> [TASK TO COMPLETE] Rewrite each line of the rows below as a Markdown table with two columns, Num for a running line number and Line for the line itself, and skip any blank lines.
Begin EXTRACTED ENTRIES
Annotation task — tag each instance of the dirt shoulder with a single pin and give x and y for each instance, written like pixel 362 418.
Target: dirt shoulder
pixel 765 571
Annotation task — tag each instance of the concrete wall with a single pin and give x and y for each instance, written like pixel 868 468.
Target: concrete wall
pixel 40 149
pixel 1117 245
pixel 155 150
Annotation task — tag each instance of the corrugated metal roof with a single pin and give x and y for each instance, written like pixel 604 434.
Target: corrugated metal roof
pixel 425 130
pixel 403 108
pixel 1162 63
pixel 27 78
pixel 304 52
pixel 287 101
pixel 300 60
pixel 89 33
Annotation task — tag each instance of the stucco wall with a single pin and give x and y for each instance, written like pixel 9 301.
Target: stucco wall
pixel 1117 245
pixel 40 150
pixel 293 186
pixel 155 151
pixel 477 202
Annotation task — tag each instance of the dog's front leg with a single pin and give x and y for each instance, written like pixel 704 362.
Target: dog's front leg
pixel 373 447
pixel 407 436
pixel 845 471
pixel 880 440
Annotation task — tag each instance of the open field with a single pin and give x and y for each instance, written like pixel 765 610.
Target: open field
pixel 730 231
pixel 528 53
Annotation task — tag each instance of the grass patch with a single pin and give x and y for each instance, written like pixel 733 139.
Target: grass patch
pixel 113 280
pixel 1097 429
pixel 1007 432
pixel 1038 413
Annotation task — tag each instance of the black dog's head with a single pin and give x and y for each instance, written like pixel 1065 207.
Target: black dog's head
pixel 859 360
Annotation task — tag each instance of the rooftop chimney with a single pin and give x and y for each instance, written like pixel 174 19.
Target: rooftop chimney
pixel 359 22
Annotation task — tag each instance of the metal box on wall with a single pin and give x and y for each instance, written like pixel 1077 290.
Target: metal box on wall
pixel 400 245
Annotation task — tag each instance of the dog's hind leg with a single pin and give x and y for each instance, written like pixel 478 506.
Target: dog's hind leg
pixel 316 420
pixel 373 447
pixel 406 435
End EXTRACTED ENTRIES
> [RESPONSE TO THIS EXERCISE]
| Num | Line |
|---|---|
| 1 | Annotation task — tag each instance of the dirt shoulder with a single pin and give x and y for each instance, written like pixel 362 418. |
| 2 | Target: dirt shoulder |
| 3 | pixel 765 571 |
| 4 | Annotation task — tag each instance of the concrete wall with a single pin and give x and y for each instance, written like pixel 868 468. |
| 5 | Target: concrete wall |
| 6 | pixel 40 149 |
| 7 | pixel 1117 245 |
| 8 | pixel 155 150 |
| 9 | Annotation task — tag each instance of the corrugated metal roof with a single pin and give x and y for each instance, written like pixel 604 434. |
| 10 | Target: corrugated metal roof |
| 11 | pixel 425 130 |
| 12 | pixel 403 108 |
| 13 | pixel 1162 63 |
| 14 | pixel 27 78 |
| 15 | pixel 304 52 |
| 16 | pixel 287 101 |
| 17 | pixel 300 60 |
| 18 | pixel 89 33 |
| 19 | Annotation task — tag each instance of the stucco wall with a single pin and give x and y for each instance, written like pixel 9 301. |
| 20 | Target: stucco wall |
| 21 | pixel 1117 245 |
| 22 | pixel 40 150 |
| 23 | pixel 293 186 |
| 24 | pixel 155 151 |
| 25 | pixel 477 202 |
| 26 | Annotation task — tag each instance of the dog's front leg with a single pin and give x and y for each instance, written like pixel 704 362. |
| 27 | Target: dog's front leg |
| 28 | pixel 373 447 |
| 29 | pixel 407 436 |
| 30 | pixel 845 471 |
| 31 | pixel 880 440 |
| 32 | Annotation task — tag each instance of the open field with a single pin and give x and y for each instance, written like pixel 765 610. |
| 33 | Target: open field |
| 34 | pixel 730 231 |
| 35 | pixel 528 53 |
| 36 | Annotation task — tag each instance of the grass patch with a single pin and give x and y for each instance, written like pixel 733 139. |
| 37 | Target: grass patch |
| 38 | pixel 113 280 |
| 39 | pixel 1097 429 |
| 40 | pixel 1007 432 |
| 41 | pixel 1038 413 |
| 42 | Annotation task — tag each instance of the black dog's head with a single pin and give x and y for each instance, written like pixel 1065 207. |
| 43 | Target: black dog's head |
| 44 | pixel 859 360 |
| 45 | Annotation task — tag each instance of the rooftop chimney with a single pin and give x and y for each instance, written like pixel 174 19. |
| 46 | Target: rooftop chimney |
| 47 | pixel 359 22 |
| 48 | Annotation task — tag each instance of the metal box on wall with a single pin and give x and y for each instance, written like pixel 1077 290. |
| 49 | Target: metal box on wall |
| 50 | pixel 400 245 |
| 51 | Annotation task — tag each instance of the dog's hind leg with a single pin and give x and y for each instance, written like pixel 478 506. |
| 52 | Target: dog's hind leg |
| 53 | pixel 316 420 |
| 54 | pixel 373 447 |
| 55 | pixel 406 435 |